-------- Artikel
Wien – Wo die Abenteuer stattfinden, das glaubt man zu wissen. Nämlich irgendwo da draußen, wo das Unbekannte auf einen wartet. Wahrscheinlich an Orten, die man noch nie gesehen hat. Doch das ist natürlich genauso falsch wie die Annahme, dass die wahren Abenteuer im Kopf seien – und führt nur zu falschen Hoffnungen. Vielmehr finden sie dort statt, wo sie nicht erwartet werden. Wenn man hinausstolpert aus dem Alltag ins Ungewisse. Und das wiederum haben Wirklichkeit und Kino gemeinsam.

Auf dem steinigen Weg zurück in eine intakte Vater-Sohn-Beziehung: Tristan Göbel und Georg Friedrich in Thomas Arslans "Helle Nächte".
Foto: Stadtkino Filmverleih

Der deutsche Filmemacher Thomas Arslan versteht es, auf diese Weise seine Arbeiten zu ganz besonderen Abenteuerfilmen zu machen. Es sind Filme, in denen nicht die eine Situation die andere ergibt, wie es sich für eine klassische Erzählung gehört, sondern in denen die Schritte der Figuren einer eigenen Logik gehorchen – einer vom menschlichen Dasein angetriebenen.
----------------
-------- Datenzeilen
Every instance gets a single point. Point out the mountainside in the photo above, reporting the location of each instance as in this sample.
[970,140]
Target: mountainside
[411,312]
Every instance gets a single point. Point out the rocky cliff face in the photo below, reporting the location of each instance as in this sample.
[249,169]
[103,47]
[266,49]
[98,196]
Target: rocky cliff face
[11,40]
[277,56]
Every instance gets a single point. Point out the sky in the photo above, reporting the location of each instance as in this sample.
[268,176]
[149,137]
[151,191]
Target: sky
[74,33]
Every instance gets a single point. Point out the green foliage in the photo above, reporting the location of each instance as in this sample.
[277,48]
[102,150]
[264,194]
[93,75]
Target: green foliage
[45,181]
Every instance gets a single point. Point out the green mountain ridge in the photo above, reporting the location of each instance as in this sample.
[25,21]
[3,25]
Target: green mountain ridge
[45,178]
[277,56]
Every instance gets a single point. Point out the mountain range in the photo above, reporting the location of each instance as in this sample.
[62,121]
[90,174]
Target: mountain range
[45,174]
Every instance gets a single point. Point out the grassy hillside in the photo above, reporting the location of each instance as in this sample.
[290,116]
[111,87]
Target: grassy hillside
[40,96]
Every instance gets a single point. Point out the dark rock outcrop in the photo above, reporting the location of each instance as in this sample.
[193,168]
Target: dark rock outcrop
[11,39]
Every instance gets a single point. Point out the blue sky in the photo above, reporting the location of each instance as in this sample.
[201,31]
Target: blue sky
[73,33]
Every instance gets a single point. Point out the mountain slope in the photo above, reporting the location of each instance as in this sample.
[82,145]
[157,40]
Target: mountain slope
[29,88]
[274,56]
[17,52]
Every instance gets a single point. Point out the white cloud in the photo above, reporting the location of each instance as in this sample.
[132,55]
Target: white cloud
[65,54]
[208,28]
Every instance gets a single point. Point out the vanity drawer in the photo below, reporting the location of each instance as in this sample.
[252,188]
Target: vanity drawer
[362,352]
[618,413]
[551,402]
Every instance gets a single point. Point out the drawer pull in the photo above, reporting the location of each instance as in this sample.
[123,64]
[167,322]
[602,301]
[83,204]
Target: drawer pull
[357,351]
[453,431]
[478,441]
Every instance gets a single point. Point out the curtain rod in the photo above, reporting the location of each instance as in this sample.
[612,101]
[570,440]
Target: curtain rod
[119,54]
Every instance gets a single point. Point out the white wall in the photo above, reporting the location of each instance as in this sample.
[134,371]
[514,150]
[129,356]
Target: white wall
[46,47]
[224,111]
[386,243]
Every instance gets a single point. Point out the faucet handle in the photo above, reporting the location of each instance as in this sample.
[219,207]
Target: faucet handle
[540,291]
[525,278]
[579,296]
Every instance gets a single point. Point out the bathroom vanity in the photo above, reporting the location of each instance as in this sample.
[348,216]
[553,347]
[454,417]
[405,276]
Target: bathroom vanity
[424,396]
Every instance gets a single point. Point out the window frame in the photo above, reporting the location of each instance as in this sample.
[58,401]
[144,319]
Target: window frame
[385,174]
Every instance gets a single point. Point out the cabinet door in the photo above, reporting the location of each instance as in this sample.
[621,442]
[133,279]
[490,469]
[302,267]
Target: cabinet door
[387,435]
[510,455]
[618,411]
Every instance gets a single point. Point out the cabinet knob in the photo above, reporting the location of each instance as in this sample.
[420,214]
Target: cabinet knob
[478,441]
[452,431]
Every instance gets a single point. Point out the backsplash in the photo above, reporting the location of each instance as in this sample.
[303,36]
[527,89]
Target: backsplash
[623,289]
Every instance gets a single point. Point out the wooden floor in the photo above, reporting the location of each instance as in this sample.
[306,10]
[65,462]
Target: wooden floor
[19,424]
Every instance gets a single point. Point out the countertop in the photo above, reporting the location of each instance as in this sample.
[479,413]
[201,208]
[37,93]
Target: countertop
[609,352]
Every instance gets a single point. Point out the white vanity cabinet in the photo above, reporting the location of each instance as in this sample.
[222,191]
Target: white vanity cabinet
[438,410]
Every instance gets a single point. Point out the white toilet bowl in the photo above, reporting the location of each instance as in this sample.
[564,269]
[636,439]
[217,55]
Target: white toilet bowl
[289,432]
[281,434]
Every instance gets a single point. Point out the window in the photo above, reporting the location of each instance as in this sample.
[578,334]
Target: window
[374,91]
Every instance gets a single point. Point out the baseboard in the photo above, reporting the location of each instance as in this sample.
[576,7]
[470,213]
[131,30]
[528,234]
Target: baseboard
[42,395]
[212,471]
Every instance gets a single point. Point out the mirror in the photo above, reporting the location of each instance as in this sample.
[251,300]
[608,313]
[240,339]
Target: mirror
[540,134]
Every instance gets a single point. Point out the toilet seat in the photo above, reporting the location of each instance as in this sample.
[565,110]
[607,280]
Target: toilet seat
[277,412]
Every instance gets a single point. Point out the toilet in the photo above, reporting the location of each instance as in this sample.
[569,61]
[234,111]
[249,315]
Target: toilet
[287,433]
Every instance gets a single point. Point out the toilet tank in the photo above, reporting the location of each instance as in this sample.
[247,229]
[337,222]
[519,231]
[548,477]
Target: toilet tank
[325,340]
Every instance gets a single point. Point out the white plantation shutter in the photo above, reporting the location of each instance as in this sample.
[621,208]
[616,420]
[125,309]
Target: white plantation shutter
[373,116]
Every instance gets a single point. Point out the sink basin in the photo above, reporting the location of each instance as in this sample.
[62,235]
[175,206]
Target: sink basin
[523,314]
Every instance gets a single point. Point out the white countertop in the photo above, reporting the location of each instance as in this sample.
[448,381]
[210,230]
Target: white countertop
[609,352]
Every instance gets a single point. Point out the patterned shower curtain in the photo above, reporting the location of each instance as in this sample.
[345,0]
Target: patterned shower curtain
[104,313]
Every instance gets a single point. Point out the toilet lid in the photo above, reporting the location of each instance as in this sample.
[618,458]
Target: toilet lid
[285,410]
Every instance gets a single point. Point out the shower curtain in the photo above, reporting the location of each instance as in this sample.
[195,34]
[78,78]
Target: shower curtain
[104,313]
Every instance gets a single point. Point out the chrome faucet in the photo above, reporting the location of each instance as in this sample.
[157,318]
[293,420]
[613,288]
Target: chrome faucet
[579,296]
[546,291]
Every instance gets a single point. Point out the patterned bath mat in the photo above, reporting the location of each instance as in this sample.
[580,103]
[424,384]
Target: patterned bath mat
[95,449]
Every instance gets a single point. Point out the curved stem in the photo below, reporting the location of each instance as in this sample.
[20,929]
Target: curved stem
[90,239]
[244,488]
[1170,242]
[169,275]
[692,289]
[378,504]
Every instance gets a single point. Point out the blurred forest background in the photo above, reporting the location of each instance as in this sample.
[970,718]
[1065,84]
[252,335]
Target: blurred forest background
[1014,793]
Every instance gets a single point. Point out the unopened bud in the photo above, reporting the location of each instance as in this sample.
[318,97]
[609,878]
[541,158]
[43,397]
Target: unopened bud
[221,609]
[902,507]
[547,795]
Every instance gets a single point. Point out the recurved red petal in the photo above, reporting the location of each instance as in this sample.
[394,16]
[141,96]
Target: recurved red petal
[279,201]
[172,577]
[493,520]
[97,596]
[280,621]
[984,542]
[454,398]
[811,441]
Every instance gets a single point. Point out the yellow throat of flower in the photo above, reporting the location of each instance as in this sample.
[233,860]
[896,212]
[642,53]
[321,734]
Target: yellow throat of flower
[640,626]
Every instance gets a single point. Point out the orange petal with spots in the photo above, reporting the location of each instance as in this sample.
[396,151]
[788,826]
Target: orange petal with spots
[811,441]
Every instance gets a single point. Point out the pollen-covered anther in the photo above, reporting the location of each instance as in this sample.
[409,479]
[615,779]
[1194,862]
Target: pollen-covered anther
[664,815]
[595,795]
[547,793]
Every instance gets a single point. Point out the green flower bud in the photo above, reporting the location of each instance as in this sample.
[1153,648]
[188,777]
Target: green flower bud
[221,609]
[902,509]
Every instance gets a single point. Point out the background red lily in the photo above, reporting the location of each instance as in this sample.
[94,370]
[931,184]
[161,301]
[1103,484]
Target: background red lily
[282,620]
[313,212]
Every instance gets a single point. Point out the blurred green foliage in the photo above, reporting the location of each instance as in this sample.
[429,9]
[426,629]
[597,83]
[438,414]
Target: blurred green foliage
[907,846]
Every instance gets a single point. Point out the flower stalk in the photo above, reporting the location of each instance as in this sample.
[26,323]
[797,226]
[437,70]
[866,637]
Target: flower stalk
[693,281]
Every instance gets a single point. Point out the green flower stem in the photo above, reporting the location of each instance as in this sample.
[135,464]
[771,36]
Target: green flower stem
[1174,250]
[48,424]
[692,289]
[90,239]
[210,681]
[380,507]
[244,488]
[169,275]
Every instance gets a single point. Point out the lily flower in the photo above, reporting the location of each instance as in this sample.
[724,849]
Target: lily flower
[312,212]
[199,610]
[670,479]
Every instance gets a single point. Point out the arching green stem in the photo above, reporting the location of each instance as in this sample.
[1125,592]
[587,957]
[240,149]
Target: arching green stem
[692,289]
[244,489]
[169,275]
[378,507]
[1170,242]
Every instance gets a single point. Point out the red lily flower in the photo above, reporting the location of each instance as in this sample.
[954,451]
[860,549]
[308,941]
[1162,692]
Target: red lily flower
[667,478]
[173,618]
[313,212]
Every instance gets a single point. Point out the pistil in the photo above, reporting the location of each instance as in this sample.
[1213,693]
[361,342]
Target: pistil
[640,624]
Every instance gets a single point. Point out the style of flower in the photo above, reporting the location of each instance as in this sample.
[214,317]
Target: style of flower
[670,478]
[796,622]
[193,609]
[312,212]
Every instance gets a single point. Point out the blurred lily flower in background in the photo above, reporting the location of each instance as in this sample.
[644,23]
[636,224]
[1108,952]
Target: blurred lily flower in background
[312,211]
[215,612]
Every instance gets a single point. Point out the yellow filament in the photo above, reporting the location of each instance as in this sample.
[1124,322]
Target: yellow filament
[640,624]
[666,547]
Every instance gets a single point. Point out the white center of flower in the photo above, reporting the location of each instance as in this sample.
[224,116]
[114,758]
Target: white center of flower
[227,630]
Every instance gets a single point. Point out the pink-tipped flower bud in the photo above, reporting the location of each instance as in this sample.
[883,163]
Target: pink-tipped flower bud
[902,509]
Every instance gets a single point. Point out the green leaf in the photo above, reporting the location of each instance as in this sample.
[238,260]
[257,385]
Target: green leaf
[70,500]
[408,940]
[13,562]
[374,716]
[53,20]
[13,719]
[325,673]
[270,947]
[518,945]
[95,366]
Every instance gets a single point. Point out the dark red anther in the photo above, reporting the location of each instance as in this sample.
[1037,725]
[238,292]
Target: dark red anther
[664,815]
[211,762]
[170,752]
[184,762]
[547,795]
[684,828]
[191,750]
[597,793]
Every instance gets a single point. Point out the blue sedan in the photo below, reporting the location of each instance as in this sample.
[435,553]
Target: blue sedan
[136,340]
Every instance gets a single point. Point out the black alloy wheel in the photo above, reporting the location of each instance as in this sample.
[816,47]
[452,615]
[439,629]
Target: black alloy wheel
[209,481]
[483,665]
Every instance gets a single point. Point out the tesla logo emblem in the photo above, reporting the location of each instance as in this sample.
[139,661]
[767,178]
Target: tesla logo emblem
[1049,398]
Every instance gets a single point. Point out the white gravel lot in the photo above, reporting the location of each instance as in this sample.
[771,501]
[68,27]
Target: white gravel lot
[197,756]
----------------
● **Übungsaufgaben**:
A. Fassen Sie den Artikel in zwei Sätzen zusammen.
B. Beantworten Sie zum Artikel die folgenden Fragen:
(i) Wo finden Abenteuer laut Artikel tatsächlich statt?
(ii) Welche beiden Darsteller nennt die Bildunterschrift zu „Helle Nächte“?
(iii) Wovon wird die Logik angetrieben, der die Schritte der Figuren in Arslans Filmen gehorchen?

● **Geordnete Lösungen**:
A. Abenteuer finden weder irgendwo da draußen noch im Kopf statt, sondern dort, wo man sie nicht erwartet, wenn man aus dem Alltag ins Ungewisse stolpert, und darin gleichen sich Wirklichkeit und Kino. Der deutsche Filmemacher Thomas Arslan macht seine Arbeiten auf diese Weise zu besonderen Abenteuerfilmen, in denen die Schritte der Figuren nicht einer klassischen Erzählfolge, sondern einer eigenen, vom menschlichen Dasein angetriebenen Logik gehorchen.

B.
(i) Dort, wo sie nicht erwartet werden, wenn man aus dem Alltag ins Ungewisse stolpert.
(ii) Tristan Göbel und Georg Friedrich.
(iii) Vom menschlichen Dasein.